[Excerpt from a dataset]
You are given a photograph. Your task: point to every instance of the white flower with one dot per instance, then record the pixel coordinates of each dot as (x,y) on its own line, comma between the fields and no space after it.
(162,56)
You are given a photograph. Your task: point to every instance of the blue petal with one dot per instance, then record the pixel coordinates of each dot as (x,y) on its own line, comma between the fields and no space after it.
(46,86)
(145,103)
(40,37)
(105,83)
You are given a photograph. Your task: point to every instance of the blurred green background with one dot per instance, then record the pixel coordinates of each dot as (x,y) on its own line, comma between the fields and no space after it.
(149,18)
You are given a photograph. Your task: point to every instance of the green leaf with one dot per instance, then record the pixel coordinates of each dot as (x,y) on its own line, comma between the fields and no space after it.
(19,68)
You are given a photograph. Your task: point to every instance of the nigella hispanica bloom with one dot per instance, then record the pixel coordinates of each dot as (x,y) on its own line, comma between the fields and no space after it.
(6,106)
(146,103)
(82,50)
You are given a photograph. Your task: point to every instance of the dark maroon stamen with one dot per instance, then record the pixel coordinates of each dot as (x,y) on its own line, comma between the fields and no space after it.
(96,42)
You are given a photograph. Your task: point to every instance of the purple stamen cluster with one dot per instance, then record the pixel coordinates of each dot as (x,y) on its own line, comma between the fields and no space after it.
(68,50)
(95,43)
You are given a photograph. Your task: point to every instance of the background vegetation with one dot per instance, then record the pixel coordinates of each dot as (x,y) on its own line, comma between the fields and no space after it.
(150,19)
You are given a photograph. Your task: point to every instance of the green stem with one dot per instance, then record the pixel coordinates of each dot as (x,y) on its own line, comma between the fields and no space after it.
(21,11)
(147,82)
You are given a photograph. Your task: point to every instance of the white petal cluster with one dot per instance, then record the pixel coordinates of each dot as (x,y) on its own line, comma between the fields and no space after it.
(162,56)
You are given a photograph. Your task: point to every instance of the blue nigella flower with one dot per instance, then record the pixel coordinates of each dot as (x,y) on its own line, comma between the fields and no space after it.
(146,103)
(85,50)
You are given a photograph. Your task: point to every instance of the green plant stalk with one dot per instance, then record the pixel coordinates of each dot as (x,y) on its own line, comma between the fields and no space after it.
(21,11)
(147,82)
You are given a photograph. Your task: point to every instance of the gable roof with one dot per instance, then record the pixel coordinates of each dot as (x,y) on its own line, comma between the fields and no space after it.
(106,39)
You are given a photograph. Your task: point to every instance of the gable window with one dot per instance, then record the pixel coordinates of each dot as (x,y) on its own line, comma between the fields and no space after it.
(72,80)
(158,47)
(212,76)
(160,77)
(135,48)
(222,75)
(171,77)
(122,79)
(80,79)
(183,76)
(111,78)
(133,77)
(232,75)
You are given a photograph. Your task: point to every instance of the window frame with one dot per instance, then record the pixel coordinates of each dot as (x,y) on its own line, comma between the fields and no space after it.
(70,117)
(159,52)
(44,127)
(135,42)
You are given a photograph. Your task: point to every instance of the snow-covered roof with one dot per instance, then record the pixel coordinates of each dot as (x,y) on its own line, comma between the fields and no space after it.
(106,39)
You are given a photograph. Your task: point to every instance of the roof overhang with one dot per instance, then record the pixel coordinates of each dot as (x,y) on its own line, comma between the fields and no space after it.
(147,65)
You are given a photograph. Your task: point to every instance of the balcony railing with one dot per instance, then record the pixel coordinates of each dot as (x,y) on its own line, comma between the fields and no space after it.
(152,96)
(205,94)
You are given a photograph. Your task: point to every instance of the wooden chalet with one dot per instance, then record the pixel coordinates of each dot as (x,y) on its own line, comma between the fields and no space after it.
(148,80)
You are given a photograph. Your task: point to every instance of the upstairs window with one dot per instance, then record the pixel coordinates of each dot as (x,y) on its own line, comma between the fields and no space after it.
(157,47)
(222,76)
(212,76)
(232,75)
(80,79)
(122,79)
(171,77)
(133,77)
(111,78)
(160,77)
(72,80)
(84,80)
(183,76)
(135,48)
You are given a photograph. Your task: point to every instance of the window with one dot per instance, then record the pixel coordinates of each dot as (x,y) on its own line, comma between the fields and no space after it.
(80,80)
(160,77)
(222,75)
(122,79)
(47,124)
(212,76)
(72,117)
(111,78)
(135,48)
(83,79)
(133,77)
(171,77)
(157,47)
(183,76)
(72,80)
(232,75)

= TASK =
Take the material above and return all of it exactly.

= REPLY TO THE TASK =
You are given a photograph. Your task: point to every instance of the white flower with one dot per instance, then record the pixel coordinates of each dot as (x,y) on its own line, comma between the fields and no space after it.
(162,56)
You are given a photograph. Your task: point to every instance of the blue petal with one dot per instance, then record the pixel coordinates of each dot as (x,y) on its own line, comma between the fields and no space after it.
(46,86)
(145,103)
(40,37)
(105,83)
You are given a photograph. Your task: point to every instance of the blurred green background with one dot per instance, then record the pixel coordinates of each dot as (x,y) on its own line, comma between the fields and no space after it.
(149,18)
You are given a photograph. Your task: point to every instance of the green leaf with one dot per instance, then record the pixel coordinates of each dot as (x,y) on its own line, comma between the fields and no space after it.
(19,68)
You are given a photograph. Your task: point to every instance of the nigella hispanica bloom with one dot per instance, then record the pixel coordinates of each dot as (x,y) on its own line, comma between the fields and no space after it.
(6,106)
(146,103)
(82,50)
You are given a photograph. Your task: point to every instance of the dark maroon stamen with one dot per instance, then record the pixel coordinates of each dot as (x,y) on its own line, comma between the fields and no space after it.
(96,42)
You are given a photograph. Your task: point to every instance of the purple stamen cluster with one dot per instance, then record the pixel coordinates of each dot as (x,y) on its own line, comma between the fields and no space after it.
(68,50)
(95,43)
You are given a photograph. Your task: point to every instance of the background vegetation with one dot per instance, then record the pixel coordinates of each dot as (x,y) on its own line, comma between the fields and no space after it.
(150,19)
You are given a photograph. Your task: point to every instance of the green stem with one dot per instance, then record the pixel coordinates of each dot as (x,y) on its own line, comma between the fields and no space after it.
(21,11)
(147,82)
You are given a photograph. Your task: point to every instance of the white petal cluster with one dot per instance, then record the pixel coordinates of each dot as (x,y) on its own line, comma between the fields and no space after it.
(162,56)
You are given a photograph. Your task: point to every instance of the blue nigella flower with one dot per instance, then record the pixel coordinates of each dot as (x,y) on its own line, comma between the fields and no space after it.
(146,103)
(85,50)
You are given a photograph. Your task: point to every instance of the green plant stalk with one dot per instance, then record the pixel coordinates of each dot as (x,y) on its own line, comma between the fields and no space after it.
(21,11)
(147,82)
You are given a photograph. Your task: point to every instance of the gable roof with one dot per instance, then record the pixel coordinates of each dot as (x,y) on its own line, comma between the fields and no space after it.
(106,39)
You are given a photograph. Your task: point to every instance of the gable window with one dot per instance, then record the pixel coordinates of each dot as (x,y) on its own line, comma between the fields and no space after it.
(72,80)
(158,47)
(212,76)
(160,77)
(135,48)
(222,75)
(171,77)
(122,79)
(80,79)
(183,76)
(111,78)
(133,77)
(232,75)
You are given a photograph. Your task: point to every instance of the window frame with one dot per instance, then record the pixel coordinates of each dot as (x,y) on its own line, comma between the fields and no space after it.
(70,117)
(159,52)
(44,127)
(135,42)
You are given a photograph. Your task: point to every instance of the snow-covered roof with one dot per instance, then record the pixel coordinates of each dot as (x,y) on its own line, comma between the fields and no space after it.
(106,39)
You are given a photograph. Your task: point to every instance of the roof overhang with one dot per instance, then record the pixel coordinates of each dot as (x,y) on its own line, comma between the fields and no space after it.
(147,65)
You are given a photograph. Your task: point to every instance of the balcony railing with one dot per instance, then record the pixel coordinates of each dot as (x,y) on its own line, comma between the fields and no space after it.
(152,96)
(205,94)
You are given a photograph. Your task: point to every instance of the wooden chalet with one dot per instance, then record the pixel coordinates of each dot as (x,y) on its own line, comma between the fields and no space after it.
(148,80)
You are given a photograph. Your task: point to every instance of the upstairs window with one dot per instance, then record the pixel coordinates of each dot as (x,y) on its own line, comma between the fields and no space after it.
(157,47)
(222,76)
(212,76)
(232,75)
(80,79)
(122,79)
(171,77)
(133,77)
(111,78)
(160,77)
(72,80)
(84,80)
(183,76)
(135,48)
You are given a photograph. Your task: point to every instance of the window with one dot per instance, then record the pixel coordinates of each dot as (x,y) on its own line, comma between the fields and no space after it.
(80,80)
(160,77)
(222,75)
(122,79)
(47,124)
(212,76)
(72,117)
(111,78)
(135,48)
(83,79)
(133,77)
(171,77)
(157,47)
(183,76)
(72,80)
(232,75)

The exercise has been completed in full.